With the help of the Hispanic Center of Western Michigan and Grand Rapids Public Schools, The Center for Latino Studies has launched the Woodbridge Promesa Summer Success Bridge Program, a free eight-week program for rising high school seniors. The program is designed to improve math, reading and ACT scores. “We want to raise student achievement to help students avoid the time and expense associated with taking remedial courses in college. The drop-out rate is higher among students requiring remedial classes,” says Cruz.

Students accepted to Ferris have an opportunity to transition to the Promesa Scholar program, which builds a cohort of students who get to know one and other before they ever get to campus. Promesa Scholars are awarded funding to pay for on-campus housing in their first year. “This is not a handout. We work with the students so that they understand the data that says, ‘Students who live in the residence halls vs. commuting to campus do better academically and also are more likely to remain enrolled.’ Providing the housing stipend addresses only one of the potential barriers facing incoming Latino students,” says Cruz.

Cruz and Baker are also launching Hablemos: Speaking Spanish Together at Ferris’ Big Rapids campus. “One of our primary charges is to support Latino students at Ferris and to introduce our non-Latino students to Latin American culture,” said Baker.

Erickson comments, “The Latino Business & Economic Development Center was a natural extension of the Center for Latino Studies and Ferris’ Entrepreneurship Institute… We saw an opportunity to support the business activities of our West Michigan business owners and growing West Michigan Latino population through entrepreneurial education and additional networking opportunities.”

For the past 14 years, Carlos Sanchez has worked to promote diversity, build connections and create opportunities for Latino businesses in Grand Rapids and throughout West Michigan. Last year, Sanchez was named director of the Latino Business and Economic Development Center. He made the move from his position as executive director of the West Michigan Hispanic Chamber because he saw an opportunity to fill a need for Latino business owners and entrepreneurs. “These are first generation college grads who need a little help navigating the business and corporate world. We can empower this academically successful community of people to launch and achieve their maximum potential.”

The Latino Business and Economic Development Center is launching a leadership program to boost professional development among young Latinos in the Grand Rapids area. In addition to providing individuals the opportunity to advance their careers and better engage in the community at large, the program will support emerging Latino community leaders. “Graduates of the program will be better equipped to represent their community, make an impact and further their professional careers,” Sanchez says. “Better professionals benefit the communities they live in.”

STATED GOAL A: Can you render the rows that follow as a Markdown table with the columns "No." and "Line," giving each nonblank line of the rows its own numbered entry and leaving the pictures out?
The article and the rows have no connection to each other.

RECORDS FOR THE TASK:
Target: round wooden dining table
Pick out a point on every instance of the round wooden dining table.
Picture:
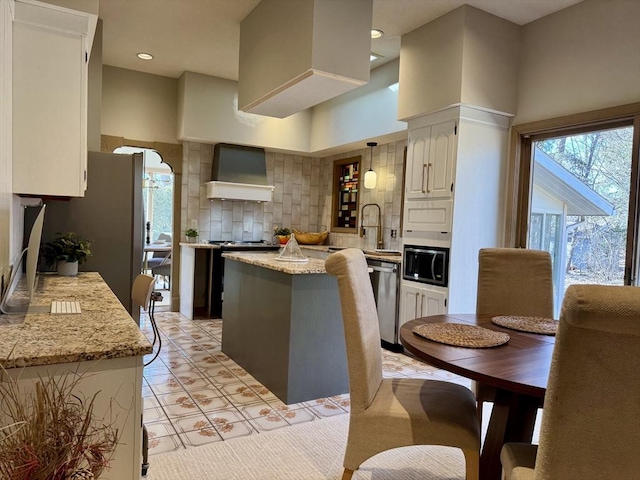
(518, 371)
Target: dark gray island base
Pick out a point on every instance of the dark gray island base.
(282, 323)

STATED GOAL B: How would you sum up the article on Latino programs at Ferris in two sentences?

RIGHT ANSWER A:
| No. | Line |
|---|---|
| 1 | Target: round wooden dining table |
| 2 | Pick out a point on every instance of the round wooden dining table. |
| 3 | Picture: |
| 4 | (518, 371) |
| 5 | Target: dark gray island base |
| 6 | Pick out a point on every instance of the dark gray island base. |
| 7 | (282, 323) |

RIGHT ANSWER B: The Center for Latino Studies has launched a free eight-week summer program to improve rising high school seniors' math, reading and ACT scores, with help from the Hispanic Center of Western Michigan and Grand Rapids Public Schools. Students accepted to Ferris can join the Promesa Scholar program, which funds first-year on-campus housing, and the Latino Business and Economic Development Center, directed by Carlos Sanchez, is launching a leadership program to boost professional development among young Latinos in the Grand Rapids area.